#### Directions for this task:
Would you copy out the following entries exactly, without any of the pictures?

─── Data shown

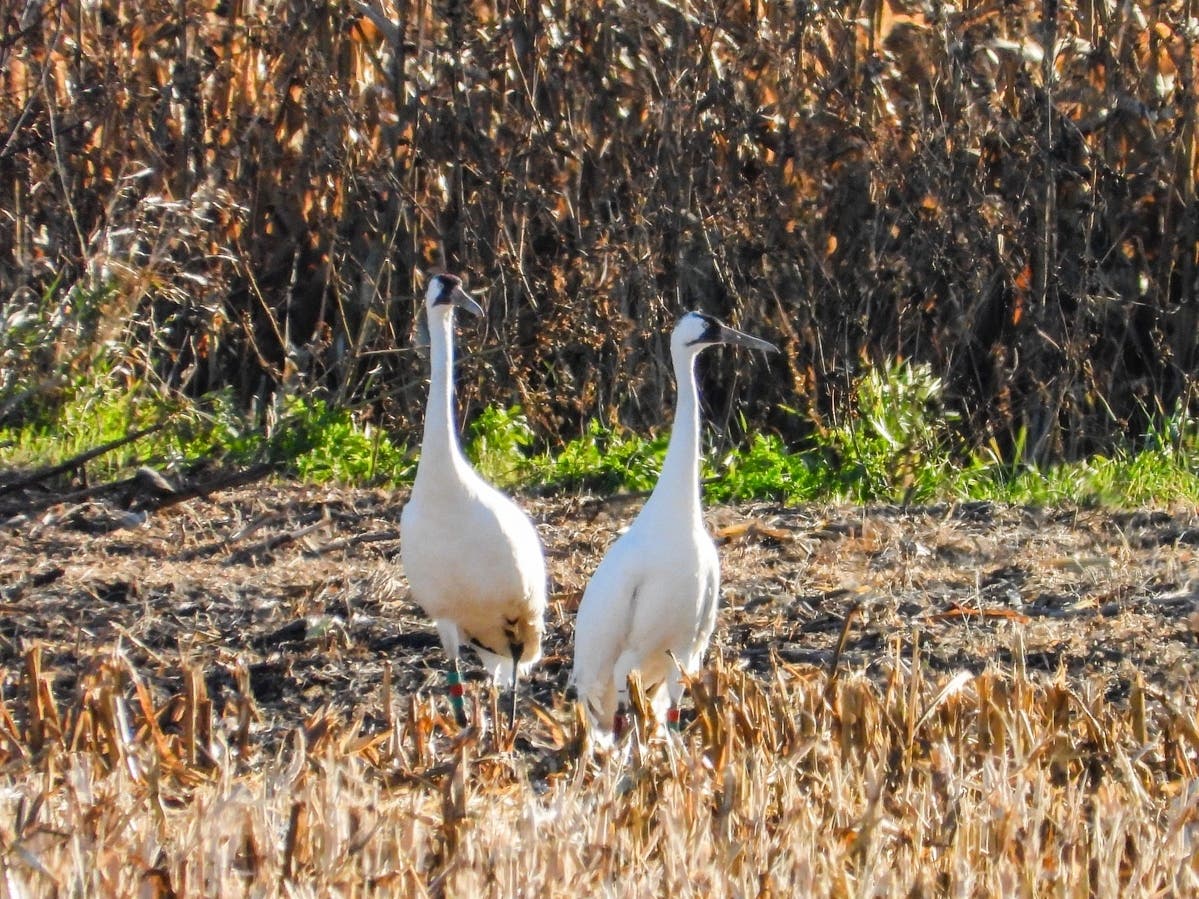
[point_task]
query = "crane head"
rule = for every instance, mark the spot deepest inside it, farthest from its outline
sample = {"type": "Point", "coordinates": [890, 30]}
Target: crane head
{"type": "Point", "coordinates": [697, 330]}
{"type": "Point", "coordinates": [447, 290]}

──────

#### Output for this exercise:
[point_task]
query = "crane head"
rule = for every instance, mark the spot deepest inside it, farthest from its outline
sample = {"type": "Point", "coordinates": [890, 30]}
Target: crane head
{"type": "Point", "coordinates": [697, 330]}
{"type": "Point", "coordinates": [447, 290]}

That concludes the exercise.